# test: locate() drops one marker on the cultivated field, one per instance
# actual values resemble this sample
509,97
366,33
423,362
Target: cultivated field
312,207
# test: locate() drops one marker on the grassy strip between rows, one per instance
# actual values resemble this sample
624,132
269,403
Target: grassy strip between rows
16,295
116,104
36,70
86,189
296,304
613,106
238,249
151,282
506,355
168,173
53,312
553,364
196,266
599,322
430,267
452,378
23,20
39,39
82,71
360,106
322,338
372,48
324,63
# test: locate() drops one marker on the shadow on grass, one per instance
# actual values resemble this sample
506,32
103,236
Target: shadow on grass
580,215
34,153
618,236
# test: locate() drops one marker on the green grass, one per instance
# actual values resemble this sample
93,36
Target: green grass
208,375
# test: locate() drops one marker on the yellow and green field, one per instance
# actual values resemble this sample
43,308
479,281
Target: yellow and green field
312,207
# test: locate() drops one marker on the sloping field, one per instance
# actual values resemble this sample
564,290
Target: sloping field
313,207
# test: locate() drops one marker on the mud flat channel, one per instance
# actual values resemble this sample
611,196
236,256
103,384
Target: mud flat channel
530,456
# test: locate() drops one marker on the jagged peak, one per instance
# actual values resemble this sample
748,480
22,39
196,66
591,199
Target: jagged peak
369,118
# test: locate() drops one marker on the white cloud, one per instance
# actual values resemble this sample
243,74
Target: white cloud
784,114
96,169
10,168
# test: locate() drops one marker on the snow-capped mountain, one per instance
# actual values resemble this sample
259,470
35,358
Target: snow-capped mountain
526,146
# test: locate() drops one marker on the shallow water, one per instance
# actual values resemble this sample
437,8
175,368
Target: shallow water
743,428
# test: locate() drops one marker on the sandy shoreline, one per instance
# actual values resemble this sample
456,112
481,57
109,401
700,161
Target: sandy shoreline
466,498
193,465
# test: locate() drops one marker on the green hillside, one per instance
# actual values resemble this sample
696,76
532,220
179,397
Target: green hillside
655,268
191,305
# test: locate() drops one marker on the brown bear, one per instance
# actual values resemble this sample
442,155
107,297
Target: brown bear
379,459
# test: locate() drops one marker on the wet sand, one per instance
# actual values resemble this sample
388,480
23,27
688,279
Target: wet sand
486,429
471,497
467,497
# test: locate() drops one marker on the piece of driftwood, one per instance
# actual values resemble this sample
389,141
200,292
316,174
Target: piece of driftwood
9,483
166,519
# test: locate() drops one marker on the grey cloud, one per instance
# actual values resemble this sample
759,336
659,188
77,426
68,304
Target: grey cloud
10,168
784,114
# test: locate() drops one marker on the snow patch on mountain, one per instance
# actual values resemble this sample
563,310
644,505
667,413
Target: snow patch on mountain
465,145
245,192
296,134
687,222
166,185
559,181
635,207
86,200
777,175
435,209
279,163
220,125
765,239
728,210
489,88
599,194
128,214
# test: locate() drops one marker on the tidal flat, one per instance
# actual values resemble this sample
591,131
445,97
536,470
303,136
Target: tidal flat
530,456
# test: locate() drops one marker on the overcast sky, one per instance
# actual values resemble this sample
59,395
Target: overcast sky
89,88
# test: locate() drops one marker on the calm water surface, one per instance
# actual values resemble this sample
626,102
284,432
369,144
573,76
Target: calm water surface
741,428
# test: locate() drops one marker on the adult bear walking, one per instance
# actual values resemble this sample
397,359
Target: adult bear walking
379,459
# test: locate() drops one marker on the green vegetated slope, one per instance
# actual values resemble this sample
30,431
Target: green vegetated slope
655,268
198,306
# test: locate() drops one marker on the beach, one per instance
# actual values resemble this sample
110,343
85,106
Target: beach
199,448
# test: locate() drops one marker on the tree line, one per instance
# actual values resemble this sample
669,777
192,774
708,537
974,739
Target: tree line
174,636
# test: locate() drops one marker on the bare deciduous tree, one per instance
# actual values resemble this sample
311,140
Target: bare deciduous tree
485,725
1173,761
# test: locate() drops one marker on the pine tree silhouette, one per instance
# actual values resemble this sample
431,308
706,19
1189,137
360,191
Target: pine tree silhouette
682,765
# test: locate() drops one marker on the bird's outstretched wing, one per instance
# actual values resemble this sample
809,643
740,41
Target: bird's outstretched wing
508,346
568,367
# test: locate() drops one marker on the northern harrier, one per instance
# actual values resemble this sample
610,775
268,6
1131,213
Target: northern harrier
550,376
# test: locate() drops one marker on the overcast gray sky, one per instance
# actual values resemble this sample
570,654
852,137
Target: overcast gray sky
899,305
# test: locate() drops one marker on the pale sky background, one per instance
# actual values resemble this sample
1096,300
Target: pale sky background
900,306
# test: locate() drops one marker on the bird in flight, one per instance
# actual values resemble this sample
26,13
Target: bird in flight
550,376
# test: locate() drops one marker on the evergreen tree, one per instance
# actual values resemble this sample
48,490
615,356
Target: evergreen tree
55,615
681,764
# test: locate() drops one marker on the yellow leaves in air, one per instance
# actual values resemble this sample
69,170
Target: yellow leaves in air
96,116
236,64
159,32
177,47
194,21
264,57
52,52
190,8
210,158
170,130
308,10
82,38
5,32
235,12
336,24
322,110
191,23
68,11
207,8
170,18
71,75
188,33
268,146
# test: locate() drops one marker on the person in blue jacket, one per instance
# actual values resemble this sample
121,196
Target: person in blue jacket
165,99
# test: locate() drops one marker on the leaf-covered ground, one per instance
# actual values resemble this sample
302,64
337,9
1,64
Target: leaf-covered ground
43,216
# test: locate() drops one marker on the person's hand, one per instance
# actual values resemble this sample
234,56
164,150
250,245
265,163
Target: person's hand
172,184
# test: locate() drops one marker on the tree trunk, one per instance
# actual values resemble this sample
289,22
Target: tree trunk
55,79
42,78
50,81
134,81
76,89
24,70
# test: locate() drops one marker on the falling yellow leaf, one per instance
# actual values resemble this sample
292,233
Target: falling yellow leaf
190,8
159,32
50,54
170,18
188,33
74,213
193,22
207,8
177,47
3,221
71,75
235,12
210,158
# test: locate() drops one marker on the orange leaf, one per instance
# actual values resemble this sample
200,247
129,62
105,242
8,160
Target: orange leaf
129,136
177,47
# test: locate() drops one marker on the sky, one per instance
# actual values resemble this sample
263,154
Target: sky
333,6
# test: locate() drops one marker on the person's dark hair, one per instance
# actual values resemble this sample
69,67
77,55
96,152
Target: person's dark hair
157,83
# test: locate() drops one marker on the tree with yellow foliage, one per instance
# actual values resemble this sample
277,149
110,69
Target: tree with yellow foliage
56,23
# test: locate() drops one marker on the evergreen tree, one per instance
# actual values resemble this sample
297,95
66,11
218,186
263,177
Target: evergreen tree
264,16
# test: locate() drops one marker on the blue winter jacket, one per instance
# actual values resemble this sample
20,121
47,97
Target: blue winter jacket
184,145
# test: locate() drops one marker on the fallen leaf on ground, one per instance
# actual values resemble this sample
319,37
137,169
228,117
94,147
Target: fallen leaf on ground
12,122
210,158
# # # #
** EXERCISE INSTRUCTIONS **
Write out only the final block of lines, starting at the line with "# test: locate() drops one marker on the orange" and running to the end of the material.

** COMPLETE OUTPUT **
# test: locate() drops one marker on the orange leaf, one per instance
# actual values resemble this sample
200,247
129,62
105,242
8,160
Target: orange leaf
129,136
177,47
# test: locate() drops one marker on the sky, one per instance
# actual values resemble this sample
263,154
Target: sky
333,6
# test: locate() drops one marker on the person's dark hair, one per instance
# actual values resemble this sample
69,67
77,55
96,152
Target: person's dark hair
157,83
# test: locate() drops one marker on the tree with yellow foliage, one per instance
# actual values resemble this sample
277,149
110,69
Target: tree with yellow foliage
56,23
# test: locate() drops one marker on the evergreen tree, one per instance
# actual values resemble this sample
297,95
66,11
218,186
263,177
Target: evergreen tree
264,16
# test: locate() drops one marker on the blue winter jacket, one per instance
# actual values resemble this sample
20,121
47,97
Target: blue winter jacket
184,145
# test: locate() drops one marker on the fallen leaf on ground, one per instance
# actual values resemble this sample
319,37
137,169
228,117
94,147
Target: fallen leaf on ground
12,122
210,158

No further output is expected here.